### Written problem
Turn each line of the rows below into an item of a numbered list, skipping any blank lines and leaving out the pictures.

### Items

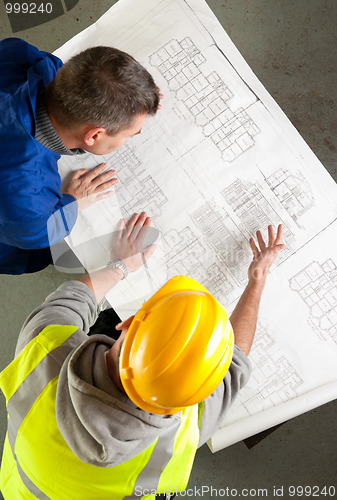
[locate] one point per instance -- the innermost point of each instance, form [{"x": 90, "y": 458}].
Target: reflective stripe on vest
[{"x": 37, "y": 463}]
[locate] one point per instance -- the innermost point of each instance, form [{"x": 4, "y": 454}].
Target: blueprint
[{"x": 219, "y": 161}]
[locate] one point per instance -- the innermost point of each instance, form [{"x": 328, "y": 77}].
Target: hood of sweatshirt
[{"x": 100, "y": 424}]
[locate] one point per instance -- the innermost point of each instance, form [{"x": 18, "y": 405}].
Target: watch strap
[{"x": 116, "y": 263}]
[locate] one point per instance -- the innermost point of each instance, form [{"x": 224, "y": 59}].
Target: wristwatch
[{"x": 120, "y": 265}]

### Full output
1. [locate] one point per instance -- the innermost point of each instance, form [{"x": 90, "y": 458}].
2. Target: reflective stripe on vest
3. [{"x": 37, "y": 463}]
4. [locate] one point per instance -- the innermost point of each instance, form [{"x": 4, "y": 454}].
5. Target: blueprint
6. [{"x": 219, "y": 161}]
7. [locate] one point per instance -- the innermost point of each instance, form [{"x": 328, "y": 77}].
8. Target: hood of sweatshirt
9. [{"x": 100, "y": 424}]
10. [locate] one point per instance -- the innermost point of each instance, form [{"x": 18, "y": 405}].
11. Target: watch strap
12. [{"x": 116, "y": 263}]
13. [locate] one point per instance -- the innermost point of each instance, form [{"x": 224, "y": 59}].
14. Target: wristwatch
15. [{"x": 120, "y": 265}]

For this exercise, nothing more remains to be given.